[START]

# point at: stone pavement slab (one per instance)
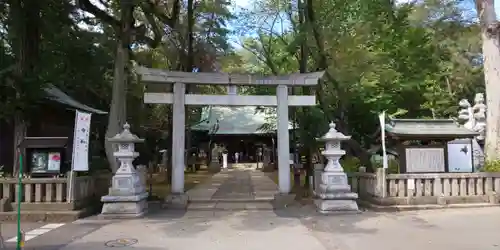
(234, 185)
(206, 230)
(293, 228)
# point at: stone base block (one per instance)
(214, 167)
(336, 206)
(283, 200)
(268, 167)
(124, 206)
(176, 201)
(337, 196)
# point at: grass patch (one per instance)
(302, 194)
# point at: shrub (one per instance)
(392, 168)
(491, 166)
(350, 164)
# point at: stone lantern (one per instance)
(127, 196)
(334, 193)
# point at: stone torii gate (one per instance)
(156, 92)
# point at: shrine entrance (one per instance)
(169, 87)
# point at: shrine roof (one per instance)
(235, 121)
(428, 128)
(55, 94)
(220, 78)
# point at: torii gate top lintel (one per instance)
(214, 78)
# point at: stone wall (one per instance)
(423, 189)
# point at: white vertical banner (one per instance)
(381, 118)
(81, 137)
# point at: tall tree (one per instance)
(490, 33)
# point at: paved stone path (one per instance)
(293, 228)
(298, 229)
(245, 185)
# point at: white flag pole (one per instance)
(381, 118)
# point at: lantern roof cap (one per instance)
(125, 136)
(334, 135)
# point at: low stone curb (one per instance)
(398, 208)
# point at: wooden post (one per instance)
(381, 188)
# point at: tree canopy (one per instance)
(415, 59)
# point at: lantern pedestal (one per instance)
(333, 194)
(127, 196)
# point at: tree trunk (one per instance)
(24, 29)
(491, 54)
(118, 108)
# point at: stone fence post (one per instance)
(381, 183)
(142, 171)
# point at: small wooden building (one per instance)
(422, 144)
(237, 129)
(56, 118)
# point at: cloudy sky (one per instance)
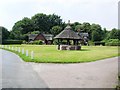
(103, 12)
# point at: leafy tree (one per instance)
(114, 34)
(56, 30)
(23, 26)
(44, 23)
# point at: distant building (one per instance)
(46, 38)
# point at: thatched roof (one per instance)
(68, 33)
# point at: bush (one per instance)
(12, 42)
(113, 42)
(38, 42)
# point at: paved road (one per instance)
(98, 74)
(18, 74)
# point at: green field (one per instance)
(50, 54)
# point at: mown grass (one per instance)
(50, 54)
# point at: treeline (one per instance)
(53, 24)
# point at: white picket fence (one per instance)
(19, 50)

[END]

## [PROMPT]
Please rewrite the part of the listing that opens with the line containing "# point at: thatched roof (one per instance)" and runs through the end of the listing, replacing "paved road" with "asphalt road" and keeping everything else the same.

## [TASK ANSWER]
# point at: thatched roof (one per instance)
(68, 33)
# point at: bush (one per instance)
(12, 42)
(113, 42)
(38, 42)
# point at: asphalt road (one per instance)
(98, 74)
(18, 74)
# point at: green field (one per instance)
(50, 54)
# point at: mown grass (one per instance)
(50, 54)
# point at: treeline (one per instance)
(53, 24)
# point at: white picket fence (one per instance)
(19, 50)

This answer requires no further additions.